▸ GOAL OF THE EXERCISE: List every line below that contains the word "bottle", copying each one in full.

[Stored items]
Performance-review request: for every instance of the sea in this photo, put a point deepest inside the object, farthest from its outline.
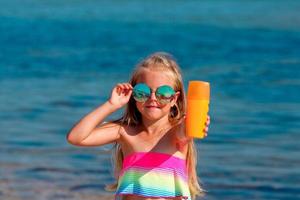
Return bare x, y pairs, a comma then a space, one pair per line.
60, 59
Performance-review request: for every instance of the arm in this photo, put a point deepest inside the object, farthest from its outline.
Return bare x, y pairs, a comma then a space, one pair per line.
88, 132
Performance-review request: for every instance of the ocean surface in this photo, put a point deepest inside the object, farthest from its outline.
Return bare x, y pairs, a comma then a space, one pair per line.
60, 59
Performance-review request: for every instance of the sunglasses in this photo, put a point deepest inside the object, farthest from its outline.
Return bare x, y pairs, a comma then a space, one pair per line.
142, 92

* * *

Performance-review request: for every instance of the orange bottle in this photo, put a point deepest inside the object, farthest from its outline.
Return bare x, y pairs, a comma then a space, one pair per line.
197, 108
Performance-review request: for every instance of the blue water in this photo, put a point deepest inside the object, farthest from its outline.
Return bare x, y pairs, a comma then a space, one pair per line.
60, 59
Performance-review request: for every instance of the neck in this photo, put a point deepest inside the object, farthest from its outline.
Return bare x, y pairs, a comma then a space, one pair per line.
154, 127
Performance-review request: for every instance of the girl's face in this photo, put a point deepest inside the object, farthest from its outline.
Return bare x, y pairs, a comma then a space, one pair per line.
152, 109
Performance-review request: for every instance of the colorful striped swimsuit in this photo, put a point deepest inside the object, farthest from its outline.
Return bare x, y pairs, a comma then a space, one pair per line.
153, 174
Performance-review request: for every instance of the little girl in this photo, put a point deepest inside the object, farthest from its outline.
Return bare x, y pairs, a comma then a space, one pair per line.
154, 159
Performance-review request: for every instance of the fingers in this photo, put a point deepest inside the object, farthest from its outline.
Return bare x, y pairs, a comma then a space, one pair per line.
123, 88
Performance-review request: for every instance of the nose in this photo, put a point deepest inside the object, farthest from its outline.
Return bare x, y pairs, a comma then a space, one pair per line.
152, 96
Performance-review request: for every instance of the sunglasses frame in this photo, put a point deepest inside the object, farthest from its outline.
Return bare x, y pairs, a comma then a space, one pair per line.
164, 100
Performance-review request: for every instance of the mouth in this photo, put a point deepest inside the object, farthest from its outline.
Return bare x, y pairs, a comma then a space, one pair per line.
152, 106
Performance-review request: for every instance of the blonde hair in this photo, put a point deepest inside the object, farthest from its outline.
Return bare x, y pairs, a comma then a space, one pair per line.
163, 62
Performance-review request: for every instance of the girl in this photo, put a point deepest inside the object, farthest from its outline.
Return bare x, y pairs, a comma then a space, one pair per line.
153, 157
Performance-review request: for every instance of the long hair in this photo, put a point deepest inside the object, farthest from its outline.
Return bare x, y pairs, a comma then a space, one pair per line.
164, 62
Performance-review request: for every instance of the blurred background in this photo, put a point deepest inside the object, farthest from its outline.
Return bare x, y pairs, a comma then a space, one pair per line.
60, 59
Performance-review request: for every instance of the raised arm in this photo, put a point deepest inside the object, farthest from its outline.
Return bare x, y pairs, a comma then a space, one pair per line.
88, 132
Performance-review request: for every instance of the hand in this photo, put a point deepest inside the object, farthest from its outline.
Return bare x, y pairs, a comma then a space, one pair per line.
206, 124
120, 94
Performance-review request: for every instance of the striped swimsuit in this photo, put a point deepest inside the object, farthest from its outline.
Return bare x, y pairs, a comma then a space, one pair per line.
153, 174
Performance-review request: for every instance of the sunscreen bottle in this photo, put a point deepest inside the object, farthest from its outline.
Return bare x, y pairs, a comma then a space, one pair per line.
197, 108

▸ RESULT:
Performance-review request: for every instance of the orange bottle in this photo, put a point deepest inside the object, farthest from its outline.
Performance-review request: for every instance of the sunscreen bottle in this photo, put a point deepest inside the object, farthest from its outline.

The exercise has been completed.